──────── Input data ────────

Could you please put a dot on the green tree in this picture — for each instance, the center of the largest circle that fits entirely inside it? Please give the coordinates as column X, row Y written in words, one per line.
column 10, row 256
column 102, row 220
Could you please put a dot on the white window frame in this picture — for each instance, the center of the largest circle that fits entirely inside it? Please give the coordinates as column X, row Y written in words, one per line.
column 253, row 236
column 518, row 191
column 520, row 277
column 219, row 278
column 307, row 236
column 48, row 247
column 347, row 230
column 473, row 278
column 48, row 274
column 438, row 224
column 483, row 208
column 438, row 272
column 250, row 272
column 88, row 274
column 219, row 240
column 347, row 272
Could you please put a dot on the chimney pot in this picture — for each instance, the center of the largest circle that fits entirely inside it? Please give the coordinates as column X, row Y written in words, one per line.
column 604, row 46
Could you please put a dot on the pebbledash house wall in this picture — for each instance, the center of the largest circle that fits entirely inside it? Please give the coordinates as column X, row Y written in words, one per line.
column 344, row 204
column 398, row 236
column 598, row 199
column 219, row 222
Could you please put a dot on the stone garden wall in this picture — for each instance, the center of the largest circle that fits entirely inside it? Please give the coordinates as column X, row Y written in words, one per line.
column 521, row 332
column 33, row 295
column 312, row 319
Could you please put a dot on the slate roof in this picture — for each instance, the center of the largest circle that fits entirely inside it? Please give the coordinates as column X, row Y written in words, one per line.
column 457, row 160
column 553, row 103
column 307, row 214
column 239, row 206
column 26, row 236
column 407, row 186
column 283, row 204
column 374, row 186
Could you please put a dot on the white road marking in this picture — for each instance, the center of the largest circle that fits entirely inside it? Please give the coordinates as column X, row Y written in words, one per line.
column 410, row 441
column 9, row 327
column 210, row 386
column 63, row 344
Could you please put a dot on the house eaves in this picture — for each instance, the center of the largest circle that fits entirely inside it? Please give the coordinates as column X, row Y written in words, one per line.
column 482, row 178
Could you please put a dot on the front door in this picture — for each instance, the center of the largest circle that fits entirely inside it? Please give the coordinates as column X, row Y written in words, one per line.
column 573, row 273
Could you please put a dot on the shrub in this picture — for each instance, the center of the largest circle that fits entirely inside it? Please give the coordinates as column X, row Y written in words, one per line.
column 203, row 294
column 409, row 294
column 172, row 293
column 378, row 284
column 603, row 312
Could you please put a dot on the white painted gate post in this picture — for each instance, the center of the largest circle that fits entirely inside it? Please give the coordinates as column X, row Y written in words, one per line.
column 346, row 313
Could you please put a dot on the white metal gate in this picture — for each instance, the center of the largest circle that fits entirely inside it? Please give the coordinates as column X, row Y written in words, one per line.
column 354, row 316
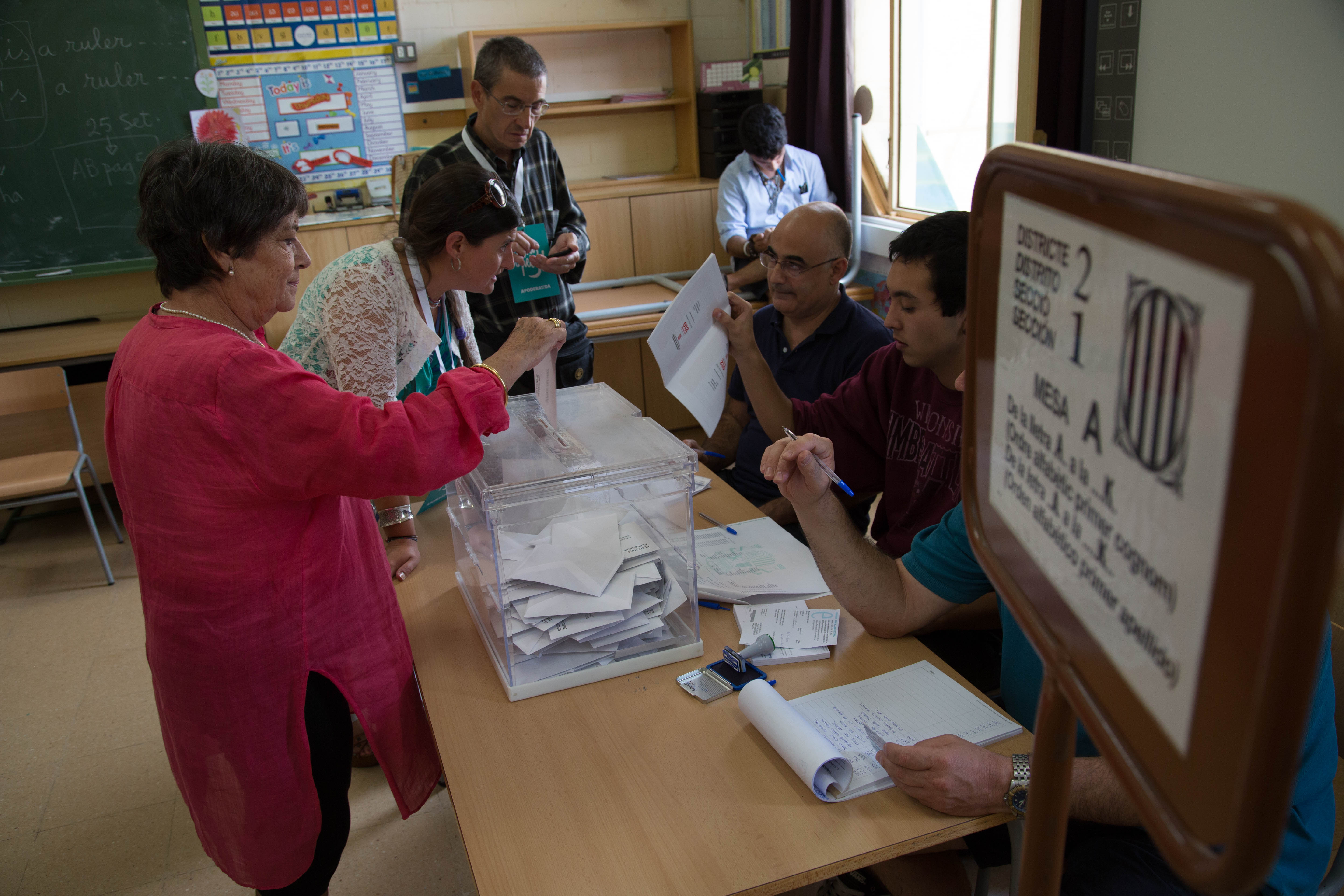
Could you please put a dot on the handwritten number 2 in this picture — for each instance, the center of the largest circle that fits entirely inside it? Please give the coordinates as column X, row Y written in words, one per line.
column 1078, row 292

────────

**Directions for this task:** From the first line to the last, retype the data exactly, without images.

**Answer area:**
Could you please put a dot on the green tree in this picture — for each instance, the center of the largest circle that fits entirely inside it? Please give the coordinates as column X, row Y written in words, one per line.
column 10, row 256
column 102, row 220
Could you please put a dot on the white window frame in this picture — for each instance, the center of the largest circle that fits entirely inside it? Please give the coordinates as column X, row Y written in words, one per line.
column 253, row 236
column 518, row 191
column 520, row 277
column 219, row 278
column 307, row 236
column 48, row 247
column 347, row 230
column 473, row 278
column 48, row 274
column 438, row 224
column 483, row 208
column 438, row 272
column 250, row 272
column 88, row 274
column 219, row 240
column 347, row 272
Could you please put a dot on the chimney pot in this picture — for each instance, the center of the largest circle that fits entirely inside it? Please give the coordinates as column X, row Y written in words, one per line.
column 604, row 46
Could you please put a dot on the pebbledash house wall in this picture — for each instance, the center of the largest circle that fits entirely inside it? Please give the coordinates as column X, row Y written in words, one per line.
column 344, row 204
column 398, row 236
column 598, row 199
column 219, row 222
Could you please put a dot on the stone garden wall in this picture — for each instance, the center of the largest circle that fits entirely inside it? Please give the coordinates as column X, row Y written in words, one per line.
column 521, row 332
column 33, row 295
column 312, row 319
Could you please put a dot on the slate roof in this picture — for each instance, the center of the largest circle that fits entirely inside it? Please give the coordinates as column X, row Y written in words, one per line.
column 457, row 160
column 553, row 103
column 307, row 214
column 239, row 206
column 26, row 236
column 407, row 186
column 283, row 204
column 374, row 186
Could you please put a dot on the white road marking in this picture — for each instance, the center of the largest circle that fits entirely inside it? Please give the coordinates as column X, row Y written in words, one per line.
column 410, row 441
column 9, row 327
column 210, row 386
column 63, row 344
Could you please put a dot on the house eaves in this picture — for each instance, the center of the largest circle that fits entirely inside it? Please give the coordinates as column X, row Y written in words, one per line.
column 482, row 178
Could you please put a dot on the front door in this picture — for each instance, the center of the largest circle that fits entirely inside it? Please give the coordinates as column X, row Y written in words, one per line.
column 573, row 273
Could you please put a dot on the shrub in this picture — for each instance, the center of the largest circle that fits entirely inside it? Please give the coordinates as column X, row Y written in words, one per line.
column 203, row 294
column 409, row 294
column 172, row 293
column 378, row 284
column 603, row 312
Could you please put a dot on the white painted gate post in this picture — for each instance, the center of the largest circle that fits entirely inside it? Please give the coordinates as column X, row Y written in words, one per line.
column 346, row 313
Could you please put a dot on the white metal gate in this picture — for each instance, the center of the largest circle that fits entirely inside it? Please give the coordinates as column X, row Y written in words, one per line.
column 354, row 316
Could you please put a dot on the handwritten number 2 in this picture — for each instance, the center of the largest circle that fits entirely inside it? Please give the coordinates as column X, row Y written in words, one per line.
column 1078, row 292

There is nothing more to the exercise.